## [DIRECTION A]
Please reproduce the records below, from their first line through the line holding "point(288, 176)", inclusive.

## [EXTRACTED TEXT]

## begin

It’s hard not to be dazzled by the show, the first major museum exhibition to focus on American taste in art and design during the roaring 1920s and 1930s, according to a press release. Co-organized by the Cleveland museum and the Cooper Hewitt, it includes more than 300 pieces of jewelry, fashion, automobiles, paintings and decorative arts. The exhibition “is a blockbuster show — gorgeous, bountiful, exhilarating,” according to William Griswold, the museum’s director.

I would wholeheartedly agree. Gathered from museum and private collections, some pieces have not been seen since they were made in the 1920s. Some have a European origin, particularly Paris and Vienna, and most were made after World War I when the world was looking to shed the constraints of the Victorian era. “These works pushed the boundaries of art and design in an age when people were hungry for change,” says decorative art and design curator Stephen Harrison.

## end

## [PROVIDED MATERIAL]
## begin

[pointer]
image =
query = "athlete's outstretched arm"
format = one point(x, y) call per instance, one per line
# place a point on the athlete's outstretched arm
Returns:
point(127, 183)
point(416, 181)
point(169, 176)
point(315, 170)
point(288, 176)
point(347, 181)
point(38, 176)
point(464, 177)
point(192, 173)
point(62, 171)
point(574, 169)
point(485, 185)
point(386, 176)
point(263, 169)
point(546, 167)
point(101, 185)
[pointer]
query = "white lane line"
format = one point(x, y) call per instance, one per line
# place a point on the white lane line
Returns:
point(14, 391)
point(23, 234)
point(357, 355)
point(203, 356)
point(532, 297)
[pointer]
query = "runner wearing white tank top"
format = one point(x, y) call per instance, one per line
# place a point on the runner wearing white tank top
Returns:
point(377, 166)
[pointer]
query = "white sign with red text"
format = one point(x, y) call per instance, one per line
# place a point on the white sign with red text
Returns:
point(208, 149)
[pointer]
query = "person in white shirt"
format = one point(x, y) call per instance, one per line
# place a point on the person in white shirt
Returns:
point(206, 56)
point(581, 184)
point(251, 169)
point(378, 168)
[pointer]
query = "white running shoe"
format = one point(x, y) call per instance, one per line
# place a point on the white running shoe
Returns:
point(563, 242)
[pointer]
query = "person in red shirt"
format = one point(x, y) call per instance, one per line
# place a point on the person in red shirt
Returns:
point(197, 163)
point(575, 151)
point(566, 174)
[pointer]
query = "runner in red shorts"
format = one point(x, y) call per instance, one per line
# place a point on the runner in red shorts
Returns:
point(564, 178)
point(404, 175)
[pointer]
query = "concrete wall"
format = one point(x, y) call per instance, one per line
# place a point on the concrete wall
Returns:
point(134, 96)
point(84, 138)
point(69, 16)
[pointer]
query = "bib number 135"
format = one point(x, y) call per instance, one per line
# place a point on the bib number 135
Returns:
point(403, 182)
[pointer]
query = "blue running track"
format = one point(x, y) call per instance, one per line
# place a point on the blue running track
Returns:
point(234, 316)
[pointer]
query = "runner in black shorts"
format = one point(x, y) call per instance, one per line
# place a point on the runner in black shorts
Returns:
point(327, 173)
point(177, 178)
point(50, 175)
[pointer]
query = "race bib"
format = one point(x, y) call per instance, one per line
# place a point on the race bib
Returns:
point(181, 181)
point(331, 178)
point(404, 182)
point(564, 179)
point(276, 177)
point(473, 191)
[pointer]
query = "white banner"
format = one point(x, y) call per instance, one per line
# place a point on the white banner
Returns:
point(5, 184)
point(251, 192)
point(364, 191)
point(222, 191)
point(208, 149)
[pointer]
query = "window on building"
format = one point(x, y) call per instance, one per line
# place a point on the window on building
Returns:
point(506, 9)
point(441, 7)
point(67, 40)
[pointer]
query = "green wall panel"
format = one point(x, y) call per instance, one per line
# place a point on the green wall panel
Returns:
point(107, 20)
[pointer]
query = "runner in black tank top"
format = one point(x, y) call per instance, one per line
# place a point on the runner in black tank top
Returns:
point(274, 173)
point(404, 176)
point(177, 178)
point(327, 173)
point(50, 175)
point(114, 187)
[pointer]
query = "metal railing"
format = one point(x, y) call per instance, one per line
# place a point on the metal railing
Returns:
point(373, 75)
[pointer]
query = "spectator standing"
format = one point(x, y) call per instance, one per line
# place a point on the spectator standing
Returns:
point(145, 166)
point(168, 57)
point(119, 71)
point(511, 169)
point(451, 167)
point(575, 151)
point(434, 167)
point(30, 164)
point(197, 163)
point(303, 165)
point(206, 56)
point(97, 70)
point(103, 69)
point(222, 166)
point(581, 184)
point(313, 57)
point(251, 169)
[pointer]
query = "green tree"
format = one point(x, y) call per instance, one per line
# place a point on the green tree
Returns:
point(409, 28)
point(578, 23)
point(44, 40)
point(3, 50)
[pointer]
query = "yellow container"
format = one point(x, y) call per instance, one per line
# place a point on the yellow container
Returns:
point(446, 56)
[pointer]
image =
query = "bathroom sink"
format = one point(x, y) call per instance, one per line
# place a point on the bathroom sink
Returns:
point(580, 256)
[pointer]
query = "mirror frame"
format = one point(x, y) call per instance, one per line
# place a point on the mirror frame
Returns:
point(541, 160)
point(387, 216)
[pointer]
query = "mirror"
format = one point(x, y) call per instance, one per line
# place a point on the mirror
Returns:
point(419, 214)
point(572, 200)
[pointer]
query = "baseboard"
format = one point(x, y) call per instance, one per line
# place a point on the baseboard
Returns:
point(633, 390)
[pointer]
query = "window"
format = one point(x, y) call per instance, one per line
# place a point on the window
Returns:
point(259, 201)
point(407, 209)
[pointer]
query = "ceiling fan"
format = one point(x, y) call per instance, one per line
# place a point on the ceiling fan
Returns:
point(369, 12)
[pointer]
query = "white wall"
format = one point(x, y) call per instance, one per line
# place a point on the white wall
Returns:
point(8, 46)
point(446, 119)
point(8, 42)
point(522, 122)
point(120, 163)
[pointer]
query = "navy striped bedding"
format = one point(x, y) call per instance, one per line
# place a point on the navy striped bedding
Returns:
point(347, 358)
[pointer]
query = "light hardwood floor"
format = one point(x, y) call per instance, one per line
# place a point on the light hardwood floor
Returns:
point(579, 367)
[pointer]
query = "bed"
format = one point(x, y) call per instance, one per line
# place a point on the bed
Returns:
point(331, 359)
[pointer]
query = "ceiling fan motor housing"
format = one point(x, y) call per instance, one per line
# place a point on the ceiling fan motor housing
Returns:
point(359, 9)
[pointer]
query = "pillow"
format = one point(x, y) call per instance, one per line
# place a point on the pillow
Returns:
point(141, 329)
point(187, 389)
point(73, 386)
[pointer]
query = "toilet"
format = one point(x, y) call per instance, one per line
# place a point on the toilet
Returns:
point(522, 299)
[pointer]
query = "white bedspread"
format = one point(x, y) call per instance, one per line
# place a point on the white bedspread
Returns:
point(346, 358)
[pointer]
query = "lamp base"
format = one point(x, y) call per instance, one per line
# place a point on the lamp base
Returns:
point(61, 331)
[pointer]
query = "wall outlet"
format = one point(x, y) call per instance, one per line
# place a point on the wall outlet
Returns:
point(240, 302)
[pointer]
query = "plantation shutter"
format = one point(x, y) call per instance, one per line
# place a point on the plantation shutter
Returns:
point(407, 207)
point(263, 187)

## end

## [DIRECTION B]
Transcribe the museum exhibition text above between "It’s hard not" and "the museum’s director.", inclusive.

## [COMPLETE OUTPUT A]
[pointer]
image =
query = "athlete's outstretched arm"
format = one point(x, y) call per instance, one per line
# place a point on the athlete's outstretched arm
Returns:
point(127, 183)
point(416, 181)
point(169, 176)
point(315, 170)
point(288, 176)

## [COMPLETE OUTPUT B]
It’s hard not to be dazzled by the show, the first major museum exhibition to focus on American taste in art and design during the roaring 1920s and 1930s, according to a press release. Co-organized by the Cleveland museum and the Cooper Hewitt, it includes more than 300 pieces of jewelry, fashion, automobiles, paintings and decorative arts. The exhibition “is a blockbuster show — gorgeous, bountiful, exhilarating,” according to William Griswold, the museum’s director.